Spokane Valley lawmakers have outlined the framework for a new stakeholder group to help officials determine how much to invest into citywide road maintenance.
As it stands, the Streets Sustainability Committee would have 20 members from different sectors of the community, including business, education, nonprofit and citizen representatives.
Once formed, the city will use the group to help gather public input on the preferred level of street maintenance, associated costs and funding methods, said Adam Jackson, the city’s planning and grants engineer. Jackson said the city also plans to incorporate public workshops and information campaigns.
“It becomes a group message rather than a staff- or council-directed message,” Jackson said. “We’re following the feedback we get from our residents and our businesses.”
Council members were presented Tuesday with the following roster for a 20-member committee:
• Two members for each category representing general business, small businesses, social services/nonprofits and utility companies; three members representing large businesses;
• Three citizen representatives;
• Three representatives from the transportation industry;
• One member each representing schools, hospitals and freight haulers.
Describing the process as “fluid,” however, Jackson said the committee’s makeup is subject to change between now and March 23, the tentative date the City Council is expected to formalize the committee.
In the meantime, the city will seek applications from residents who would like to sit on the committee. More information on the application process is expected to be released within the next few days.
Mayor Ben Wick, who is working with city staff to develop the stakeholder group, said he is hoping the committee can cover a diverse range of viewpoints, from longtime residents to those new to the area.
“Public safety and transportation are our top two priorities of the city,” Wick said in an interview Thursday, “so we’re looking to hear from the city and the citizens to know what type of direction we should be going in.”

### Study material

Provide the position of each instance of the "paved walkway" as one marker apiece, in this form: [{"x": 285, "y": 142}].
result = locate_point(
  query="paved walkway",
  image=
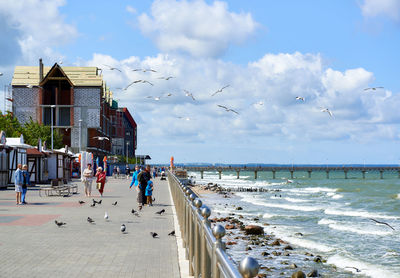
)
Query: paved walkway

### Questions on the material
1. Using the road maintenance text, decide whether each statement agrees with it: (a) The Streets Sustainability Committee would have 20 members. (b) The City Council formalized the committee on March 23. (c) Three committee members would represent large businesses. Answer yes or no for each and quote the deciding words.
2. Reproduce the passage of the road maintenance text from "Describing the process" to "next few days." without any changes.

### Outputs by task
1.
(a) Yes: "the Streets Sustainability Committee would have 20 members"
(b) No: "March 23, the tentative date the City Council is expected to formalize the committee"
(c) Yes: "three members representing large businesses"

2.
Describing the process as “fluid,” however, Jackson said the committee’s makeup is subject to change between now and March 23, the tentative date the City Council is expected to formalize the committee.
In the meantime, the city will seek applications from residents who would like to sit on the committee. More information on the application process is expected to be released within the next few days.